Collected data:

○ ○ ○ ○ ○

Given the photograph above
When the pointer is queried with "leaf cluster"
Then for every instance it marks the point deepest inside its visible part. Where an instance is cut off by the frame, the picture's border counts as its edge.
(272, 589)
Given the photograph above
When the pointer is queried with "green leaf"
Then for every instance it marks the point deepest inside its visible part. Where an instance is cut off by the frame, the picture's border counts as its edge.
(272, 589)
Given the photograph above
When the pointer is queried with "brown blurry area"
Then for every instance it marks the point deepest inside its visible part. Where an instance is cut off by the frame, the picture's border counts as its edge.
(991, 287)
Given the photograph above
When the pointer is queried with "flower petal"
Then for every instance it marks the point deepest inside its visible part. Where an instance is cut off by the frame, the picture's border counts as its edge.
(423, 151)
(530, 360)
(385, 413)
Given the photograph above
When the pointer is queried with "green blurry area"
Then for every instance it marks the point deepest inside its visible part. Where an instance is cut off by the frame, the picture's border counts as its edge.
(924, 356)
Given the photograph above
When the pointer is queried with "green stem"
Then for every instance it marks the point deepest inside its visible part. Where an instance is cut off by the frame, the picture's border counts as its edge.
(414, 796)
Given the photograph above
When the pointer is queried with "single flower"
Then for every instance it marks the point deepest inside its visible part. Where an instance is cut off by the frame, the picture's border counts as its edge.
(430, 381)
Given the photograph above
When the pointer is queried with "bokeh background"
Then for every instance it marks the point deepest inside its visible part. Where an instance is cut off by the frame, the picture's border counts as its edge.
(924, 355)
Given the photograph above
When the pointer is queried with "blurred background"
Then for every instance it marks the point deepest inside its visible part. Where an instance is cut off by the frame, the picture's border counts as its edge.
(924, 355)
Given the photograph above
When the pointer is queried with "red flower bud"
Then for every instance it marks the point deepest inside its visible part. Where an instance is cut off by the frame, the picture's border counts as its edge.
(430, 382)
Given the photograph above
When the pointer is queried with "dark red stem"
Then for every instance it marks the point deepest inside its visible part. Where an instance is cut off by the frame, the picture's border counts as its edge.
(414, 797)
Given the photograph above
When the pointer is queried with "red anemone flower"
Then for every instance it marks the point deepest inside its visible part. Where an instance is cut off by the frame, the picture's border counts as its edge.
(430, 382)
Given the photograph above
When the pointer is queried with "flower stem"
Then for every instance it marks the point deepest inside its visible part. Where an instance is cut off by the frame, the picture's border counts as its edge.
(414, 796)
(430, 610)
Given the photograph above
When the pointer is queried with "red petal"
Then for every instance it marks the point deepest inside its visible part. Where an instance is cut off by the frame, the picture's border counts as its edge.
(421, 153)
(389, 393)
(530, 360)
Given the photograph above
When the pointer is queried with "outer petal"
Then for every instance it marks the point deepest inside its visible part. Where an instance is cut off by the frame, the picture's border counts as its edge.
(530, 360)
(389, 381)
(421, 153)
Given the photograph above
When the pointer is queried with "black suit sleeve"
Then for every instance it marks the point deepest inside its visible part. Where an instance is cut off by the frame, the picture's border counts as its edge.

○ ○ ○ ○ ○

■ **Requirement**: Report every line in the records above that contains the string "background", matching case exactly.

■ **Worked solution**:
When the pointer is queried with "bokeh background"
When the pointer is queried with "blurred background"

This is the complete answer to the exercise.